• Given instruction A
Reproduce the passage of the analysis of Pompeo's visit to Russia from "Pompeo w Rosji: dobra" to "to bring about.".
• Given instruction B
Carry on the analysis of Pompeo's visit to Russia, starting after its final sentence.

Analyses

Pompeo in Russia: good atmosphere, but no visible results

Pompeo w Rosji: dobra atmosfera, brak rezultatów

Mike Pompeo paid his first visit as Secretary of State to Russia on 14 May. He had a three-hour conversation in Sochi with the Russian foreign minister Sergei Lavrov; he met Yuri Ushakov, the Russian president’s assistant for international affairs; and Sergei Naryshkin, the head of the Foreign Intelligence Service. He also talked with President Vladimir Putin for one and a half hours. The talks concerned the conflicts in Syria, Libya, Venezuela, Afghanistan and Ukraine, the problems of North Korea and Iran, the fight against terrorism, nuclear non-proliferation & arms control, and bilateral relations issues. No agreements were announced after the meeting. The US has not yet confirmed that the American and Russian presidents will meet at the G20 summit in Osaka in June this year, which Russia is striving to bring about.

• Given records
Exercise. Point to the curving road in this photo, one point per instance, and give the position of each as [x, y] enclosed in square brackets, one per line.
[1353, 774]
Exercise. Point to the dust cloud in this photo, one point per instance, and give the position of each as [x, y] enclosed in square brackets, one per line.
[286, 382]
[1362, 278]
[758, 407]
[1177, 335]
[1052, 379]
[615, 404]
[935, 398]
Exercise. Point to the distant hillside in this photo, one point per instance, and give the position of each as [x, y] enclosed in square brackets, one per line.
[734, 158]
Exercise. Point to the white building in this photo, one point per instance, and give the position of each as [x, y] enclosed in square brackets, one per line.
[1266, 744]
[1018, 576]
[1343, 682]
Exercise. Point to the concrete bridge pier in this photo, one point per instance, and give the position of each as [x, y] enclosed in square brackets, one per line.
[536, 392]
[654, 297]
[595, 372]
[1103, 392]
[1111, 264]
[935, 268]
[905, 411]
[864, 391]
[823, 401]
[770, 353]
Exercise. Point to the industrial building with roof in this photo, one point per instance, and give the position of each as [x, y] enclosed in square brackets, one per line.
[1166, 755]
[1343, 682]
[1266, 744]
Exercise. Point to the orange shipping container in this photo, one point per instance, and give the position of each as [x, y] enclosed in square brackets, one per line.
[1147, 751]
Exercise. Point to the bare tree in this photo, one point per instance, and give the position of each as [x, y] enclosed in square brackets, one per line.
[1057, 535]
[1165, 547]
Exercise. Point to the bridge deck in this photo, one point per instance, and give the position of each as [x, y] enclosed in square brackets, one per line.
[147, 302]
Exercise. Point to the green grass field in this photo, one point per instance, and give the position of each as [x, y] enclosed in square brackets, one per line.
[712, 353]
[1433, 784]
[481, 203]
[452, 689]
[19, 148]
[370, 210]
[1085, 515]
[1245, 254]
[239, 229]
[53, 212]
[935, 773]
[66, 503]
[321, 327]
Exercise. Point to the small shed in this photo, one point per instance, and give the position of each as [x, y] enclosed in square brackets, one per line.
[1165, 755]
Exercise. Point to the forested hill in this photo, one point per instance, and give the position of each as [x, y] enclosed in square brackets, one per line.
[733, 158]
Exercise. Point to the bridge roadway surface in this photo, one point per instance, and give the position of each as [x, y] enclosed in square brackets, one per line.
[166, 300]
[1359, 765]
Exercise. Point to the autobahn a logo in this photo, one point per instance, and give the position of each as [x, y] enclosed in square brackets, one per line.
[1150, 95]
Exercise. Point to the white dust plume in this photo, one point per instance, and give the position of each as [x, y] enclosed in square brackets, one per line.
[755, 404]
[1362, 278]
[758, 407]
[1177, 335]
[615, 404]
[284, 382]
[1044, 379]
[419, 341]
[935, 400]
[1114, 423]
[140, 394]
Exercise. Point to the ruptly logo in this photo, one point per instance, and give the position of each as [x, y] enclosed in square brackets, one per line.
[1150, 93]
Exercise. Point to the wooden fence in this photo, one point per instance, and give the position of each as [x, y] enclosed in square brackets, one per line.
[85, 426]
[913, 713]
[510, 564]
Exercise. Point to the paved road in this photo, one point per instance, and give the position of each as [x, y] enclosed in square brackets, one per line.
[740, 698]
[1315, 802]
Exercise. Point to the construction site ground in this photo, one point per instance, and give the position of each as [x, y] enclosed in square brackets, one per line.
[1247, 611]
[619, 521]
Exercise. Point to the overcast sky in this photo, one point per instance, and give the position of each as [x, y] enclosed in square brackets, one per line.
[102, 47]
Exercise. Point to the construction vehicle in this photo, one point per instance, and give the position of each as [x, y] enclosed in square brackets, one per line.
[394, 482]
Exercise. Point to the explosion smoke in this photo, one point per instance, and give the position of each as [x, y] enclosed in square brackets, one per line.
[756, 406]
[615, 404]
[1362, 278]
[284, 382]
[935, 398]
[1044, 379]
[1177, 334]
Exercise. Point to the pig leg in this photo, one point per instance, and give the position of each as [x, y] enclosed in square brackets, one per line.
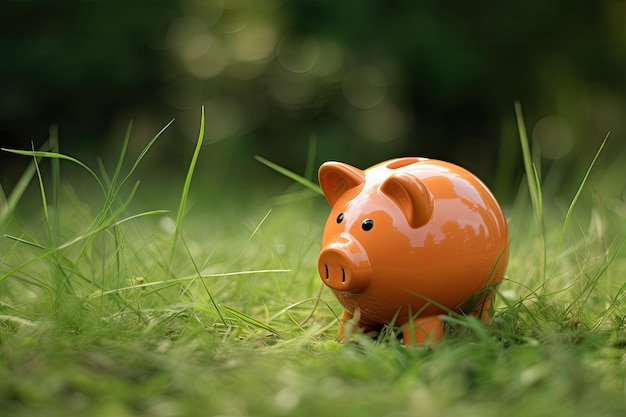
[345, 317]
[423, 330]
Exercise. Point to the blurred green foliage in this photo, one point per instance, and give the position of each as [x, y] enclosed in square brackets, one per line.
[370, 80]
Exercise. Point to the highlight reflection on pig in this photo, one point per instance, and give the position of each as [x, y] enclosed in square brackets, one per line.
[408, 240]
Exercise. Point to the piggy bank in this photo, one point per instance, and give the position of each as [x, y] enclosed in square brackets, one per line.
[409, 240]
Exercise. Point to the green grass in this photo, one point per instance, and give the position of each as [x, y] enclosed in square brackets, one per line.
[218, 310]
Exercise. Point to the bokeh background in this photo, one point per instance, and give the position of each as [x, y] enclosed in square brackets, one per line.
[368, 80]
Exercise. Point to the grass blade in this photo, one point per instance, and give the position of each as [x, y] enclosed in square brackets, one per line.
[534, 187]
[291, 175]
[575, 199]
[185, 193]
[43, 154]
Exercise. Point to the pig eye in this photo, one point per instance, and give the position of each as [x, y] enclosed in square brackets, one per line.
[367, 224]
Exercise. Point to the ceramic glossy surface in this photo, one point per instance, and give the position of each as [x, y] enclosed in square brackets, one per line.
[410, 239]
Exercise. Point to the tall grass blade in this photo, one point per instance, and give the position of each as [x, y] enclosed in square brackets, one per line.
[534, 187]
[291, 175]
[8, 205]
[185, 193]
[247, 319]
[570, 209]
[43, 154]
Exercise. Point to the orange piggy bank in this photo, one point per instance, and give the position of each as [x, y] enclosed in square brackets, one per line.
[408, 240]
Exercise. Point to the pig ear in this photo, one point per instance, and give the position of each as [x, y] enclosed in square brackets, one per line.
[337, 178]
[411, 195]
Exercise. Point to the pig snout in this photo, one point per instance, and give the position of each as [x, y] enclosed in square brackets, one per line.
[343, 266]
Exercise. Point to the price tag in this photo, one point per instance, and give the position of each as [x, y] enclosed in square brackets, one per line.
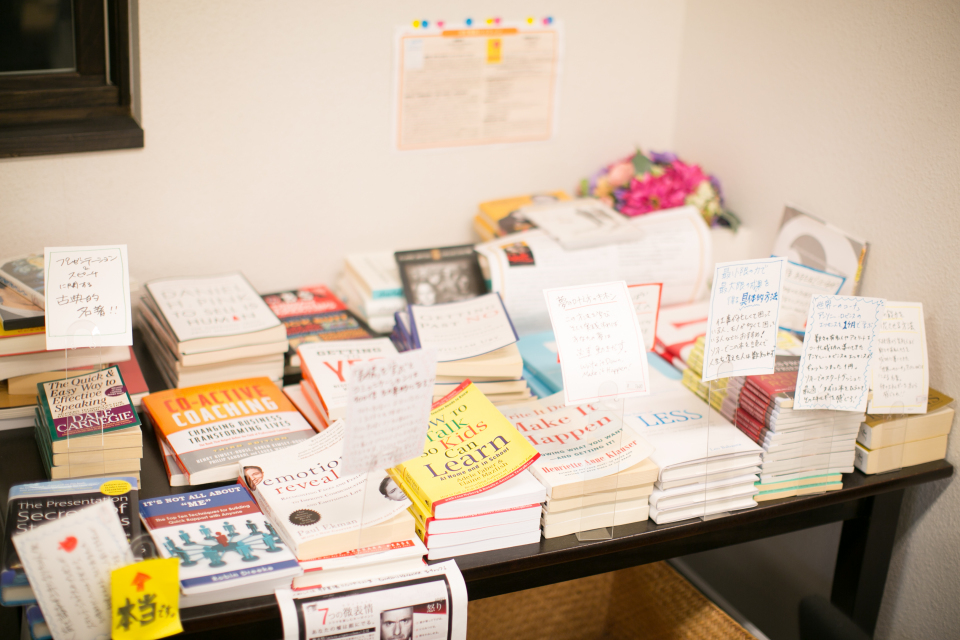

* * *

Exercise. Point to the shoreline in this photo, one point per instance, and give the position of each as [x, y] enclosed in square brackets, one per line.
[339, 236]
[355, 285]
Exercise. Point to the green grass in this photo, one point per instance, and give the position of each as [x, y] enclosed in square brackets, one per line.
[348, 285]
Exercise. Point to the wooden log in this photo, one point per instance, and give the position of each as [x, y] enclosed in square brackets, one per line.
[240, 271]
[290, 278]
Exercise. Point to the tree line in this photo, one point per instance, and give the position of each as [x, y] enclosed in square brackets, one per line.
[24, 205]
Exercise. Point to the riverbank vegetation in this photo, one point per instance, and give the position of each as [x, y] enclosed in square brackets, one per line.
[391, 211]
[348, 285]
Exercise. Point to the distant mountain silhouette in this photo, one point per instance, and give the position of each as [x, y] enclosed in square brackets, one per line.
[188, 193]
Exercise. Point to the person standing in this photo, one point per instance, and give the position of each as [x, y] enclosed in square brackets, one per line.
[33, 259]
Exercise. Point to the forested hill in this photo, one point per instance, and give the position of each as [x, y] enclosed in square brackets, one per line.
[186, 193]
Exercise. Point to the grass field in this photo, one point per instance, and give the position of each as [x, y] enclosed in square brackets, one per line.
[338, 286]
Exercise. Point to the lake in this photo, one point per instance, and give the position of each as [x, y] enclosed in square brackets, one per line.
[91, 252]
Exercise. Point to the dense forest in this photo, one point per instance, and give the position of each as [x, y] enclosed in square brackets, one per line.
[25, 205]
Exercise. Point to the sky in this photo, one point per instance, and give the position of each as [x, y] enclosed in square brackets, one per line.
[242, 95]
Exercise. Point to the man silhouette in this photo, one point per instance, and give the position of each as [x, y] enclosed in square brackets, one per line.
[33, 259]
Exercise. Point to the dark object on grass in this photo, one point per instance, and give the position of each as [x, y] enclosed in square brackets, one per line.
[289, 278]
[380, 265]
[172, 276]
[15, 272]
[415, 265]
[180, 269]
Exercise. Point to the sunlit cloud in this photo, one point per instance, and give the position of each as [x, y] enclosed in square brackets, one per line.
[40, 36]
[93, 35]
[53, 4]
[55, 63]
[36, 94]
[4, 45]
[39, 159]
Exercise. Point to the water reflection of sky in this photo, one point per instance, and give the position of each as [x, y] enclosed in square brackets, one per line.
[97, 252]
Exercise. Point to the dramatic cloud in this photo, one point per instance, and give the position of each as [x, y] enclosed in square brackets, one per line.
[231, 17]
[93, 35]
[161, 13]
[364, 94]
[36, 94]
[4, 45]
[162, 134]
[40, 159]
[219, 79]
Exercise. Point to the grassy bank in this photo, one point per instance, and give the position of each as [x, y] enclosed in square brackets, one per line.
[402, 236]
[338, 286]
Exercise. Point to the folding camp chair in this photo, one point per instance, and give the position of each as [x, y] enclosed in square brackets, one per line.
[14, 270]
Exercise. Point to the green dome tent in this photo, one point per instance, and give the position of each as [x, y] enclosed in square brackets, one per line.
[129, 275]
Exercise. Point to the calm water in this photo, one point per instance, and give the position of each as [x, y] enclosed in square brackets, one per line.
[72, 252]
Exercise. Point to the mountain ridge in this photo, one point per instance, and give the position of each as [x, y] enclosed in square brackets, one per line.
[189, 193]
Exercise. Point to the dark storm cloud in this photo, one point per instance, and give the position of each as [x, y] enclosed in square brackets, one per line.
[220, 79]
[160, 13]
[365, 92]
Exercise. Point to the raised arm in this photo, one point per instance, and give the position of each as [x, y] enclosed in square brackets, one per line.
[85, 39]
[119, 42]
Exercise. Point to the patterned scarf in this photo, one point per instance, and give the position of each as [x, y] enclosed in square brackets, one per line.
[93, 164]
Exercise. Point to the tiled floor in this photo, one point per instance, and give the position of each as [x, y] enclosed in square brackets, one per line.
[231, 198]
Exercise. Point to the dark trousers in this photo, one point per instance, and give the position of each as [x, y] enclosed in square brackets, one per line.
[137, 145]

• Written response A
Pompeo w Rosji: dobra atmosfera, brak rezultatów

Mike Pompeo paid his first visit as Secretary of State to Russia on 14 May. He had a three-hour conversation in Sochi with the Russian foreign minister Sergei Lavrov; he met Yuri Ushakov, the Russian president’s assistant for international affairs; and Sergei Naryshkin, the head of the Foreign Intelligence Service. He also talked with President Vladimir Putin for one and a half hours. The talks concerned the conflicts in Syria, Libya, Venezuela, Afghanistan and Ukraine, the problems of North Korea and Iran, the fight against terrorism, nuclear non-proliferation & arms control, and bilateral relations issues. No agreements were announced after the meeting. The US has not yet confirmed that the American and Russian presidents will meet at the G20 summit in Osaka in June this year, which Russia is striving to bring about.

• Written response B
Pompeo’s visit to Russia is part of the intensification in Russian-American dialogue which has become noticeable in recent weeks. On 17 April in Moscow, the National Security Council’s Senior Director for Russia and Eurasia, Fiona Hill, met the Russian president’s assistant Yuri Ushakov, representatives of the Ministry of Foreign Affairs and the Security Council of the Russian Federation. On 3 May Presidents Trump and Putin spoke on the phone for over an hour on matters concerning Venezuela, North Korea and Ukraine, nuclear arms control and trade. On 6 May, Pompeo met his Russian counterpart during the Arctic Council summit in Rovaniemi, Finland.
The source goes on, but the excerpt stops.